───── EXTRACTED INFORMATION
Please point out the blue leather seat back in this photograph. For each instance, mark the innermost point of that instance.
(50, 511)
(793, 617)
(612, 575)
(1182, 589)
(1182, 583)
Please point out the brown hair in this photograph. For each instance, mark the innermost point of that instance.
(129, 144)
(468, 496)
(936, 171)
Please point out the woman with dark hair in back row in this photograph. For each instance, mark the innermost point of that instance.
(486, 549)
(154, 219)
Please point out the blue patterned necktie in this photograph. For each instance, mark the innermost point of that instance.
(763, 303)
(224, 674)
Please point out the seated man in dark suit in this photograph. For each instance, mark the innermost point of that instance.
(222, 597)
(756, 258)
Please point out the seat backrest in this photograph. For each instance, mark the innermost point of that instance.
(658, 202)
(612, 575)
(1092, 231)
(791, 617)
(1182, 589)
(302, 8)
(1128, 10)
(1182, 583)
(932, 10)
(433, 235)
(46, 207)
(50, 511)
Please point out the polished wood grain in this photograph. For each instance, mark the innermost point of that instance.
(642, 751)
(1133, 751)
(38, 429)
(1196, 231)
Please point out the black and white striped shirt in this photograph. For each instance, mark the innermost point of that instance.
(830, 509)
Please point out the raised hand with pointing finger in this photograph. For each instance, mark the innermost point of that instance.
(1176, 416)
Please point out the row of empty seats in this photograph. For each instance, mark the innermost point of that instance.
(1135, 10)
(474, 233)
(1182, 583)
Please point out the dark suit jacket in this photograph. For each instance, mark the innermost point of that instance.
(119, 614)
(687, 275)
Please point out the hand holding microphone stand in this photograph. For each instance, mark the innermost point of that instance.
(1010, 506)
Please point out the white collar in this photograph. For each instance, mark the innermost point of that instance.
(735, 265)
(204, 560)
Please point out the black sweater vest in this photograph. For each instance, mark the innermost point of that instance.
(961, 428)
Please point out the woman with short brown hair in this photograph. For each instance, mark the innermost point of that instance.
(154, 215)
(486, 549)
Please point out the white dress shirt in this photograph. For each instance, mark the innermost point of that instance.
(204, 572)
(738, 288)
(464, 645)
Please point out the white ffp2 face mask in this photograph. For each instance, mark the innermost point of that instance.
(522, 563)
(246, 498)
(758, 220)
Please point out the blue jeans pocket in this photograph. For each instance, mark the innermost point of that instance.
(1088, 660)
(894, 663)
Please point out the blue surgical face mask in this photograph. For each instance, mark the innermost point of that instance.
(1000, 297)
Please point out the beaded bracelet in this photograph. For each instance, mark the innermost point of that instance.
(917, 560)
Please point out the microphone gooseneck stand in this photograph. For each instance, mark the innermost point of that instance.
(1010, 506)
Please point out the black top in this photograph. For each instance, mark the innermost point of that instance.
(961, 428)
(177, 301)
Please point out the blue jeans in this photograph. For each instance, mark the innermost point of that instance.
──────────
GIVEN INSTRUCTION
Can you turn the entire listing above into a Markdown table with the columns No. and Line, giving each row a number and leaving out blank lines?

FINAL ANSWER
| No. | Line |
|---|---|
| 1 | Please point out the blue leather seat back in this photograph. For each instance, mark the innermost point of that instance. |
| 2 | (50, 511) |
| 3 | (793, 617) |
| 4 | (612, 575) |
| 5 | (1182, 589) |
| 6 | (1182, 583) |
| 7 | Please point out the brown hair in this photograph. For each instance, mark the innermost point of that instance. |
| 8 | (129, 144) |
| 9 | (468, 496) |
| 10 | (936, 171) |
| 11 | Please point out the woman with dark hair in back row in this photograph. For each instance, mark the innermost point of that instance. |
| 12 | (486, 549) |
| 13 | (154, 219) |
| 14 | Please point out the blue patterned necktie in this photograph. For each instance, mark the innermost point of that instance. |
| 15 | (763, 303) |
| 16 | (224, 674) |
| 17 | Please point out the seated man in dark suit in this photograph. For each instance, mark the innermost point of that instance. |
| 18 | (222, 597) |
| 19 | (756, 258) |
| 20 | Please point out the seat backrest in this photograph. For each instance, mark the innermost point of that instance. |
| 21 | (658, 202) |
| 22 | (612, 575) |
| 23 | (1092, 231) |
| 24 | (791, 617) |
| 25 | (1182, 589) |
| 26 | (302, 8) |
| 27 | (1128, 10) |
| 28 | (1182, 583) |
| 29 | (932, 10) |
| 30 | (433, 235) |
| 31 | (46, 207) |
| 32 | (50, 511) |
| 33 | Please point out the polished wood grain in this photograph. For each instance, mark the innermost point of that instance. |
| 34 | (642, 751) |
| 35 | (1133, 751) |
| 36 | (38, 429) |
| 37 | (1196, 231) |
| 38 | Please point out the black and white striped shirt in this photograph. For each instance, mark the innermost point of that instance. |
| 39 | (830, 509) |
| 40 | Please point out the raised hand with pointing finger in this photograph. For each instance, mark the innermost point of that instance. |
| 41 | (1176, 416) |
| 42 | Please point out the row of empty seats in this photograph. For each instance, mark the innermost point of that instance. |
| 43 | (1135, 10) |
| 44 | (474, 233) |
| 45 | (1182, 583) |
| 46 | Please point out the dark suit jacket in this photograph. For each instance, mark the innermost point of that instance. |
| 47 | (119, 614) |
| 48 | (687, 275) |
| 49 | Please point out the hand holding microphone stand in this photograph. For each instance, mark the innermost point of that instance. |
| 50 | (1010, 506) |
| 51 | Please point out the white collar in this photograph. For each instance, mark the innermost point of that instance. |
| 52 | (735, 265) |
| 53 | (204, 560) |
| 54 | Please point out the black sweater vest in this photograph. For each instance, mark the innermost point of that instance. |
| 55 | (961, 428) |
| 56 | Please point out the woman with short brown hair in this photograph. For each instance, mark the innermost point of that instance. |
| 57 | (154, 215) |
| 58 | (486, 549) |
| 59 | Please point out the white dress shirt in this photograph. For each instance, mark the innermost point of that instance. |
| 60 | (204, 572) |
| 61 | (738, 288) |
| 62 | (464, 645) |
| 63 | Please point out the white ffp2 face mask in this photograph. For each instance, mark the innermost point of that instance. |
| 64 | (522, 563) |
| 65 | (246, 498) |
| 66 | (758, 220) |
| 67 | Please point out the blue jeans pocket in this photograph. For each instance, mark the innermost point of that instance. |
| 68 | (1088, 660) |
| 69 | (894, 663) |
| 70 | Please point out the blue surgical face mask in this photograph. For each instance, mark the innermost point of that instance. |
| 71 | (1000, 297) |
| 72 | Please point out the beaded bracelet in this photograph. For each instance, mark the innermost point of that instance. |
| 73 | (917, 560) |
| 74 | Please point out the microphone gooseneck stand in this photograph. For each instance, mark the innermost point of that instance. |
| 75 | (1010, 506) |
| 76 | Please point out the black top in this photograph. For each instance, mark the innermost point of that instance. |
| 77 | (961, 428) |
| 78 | (177, 301) |
| 79 | Please point out the blue jeans in this photograph. For each instance, mark the innermost point of that instance. |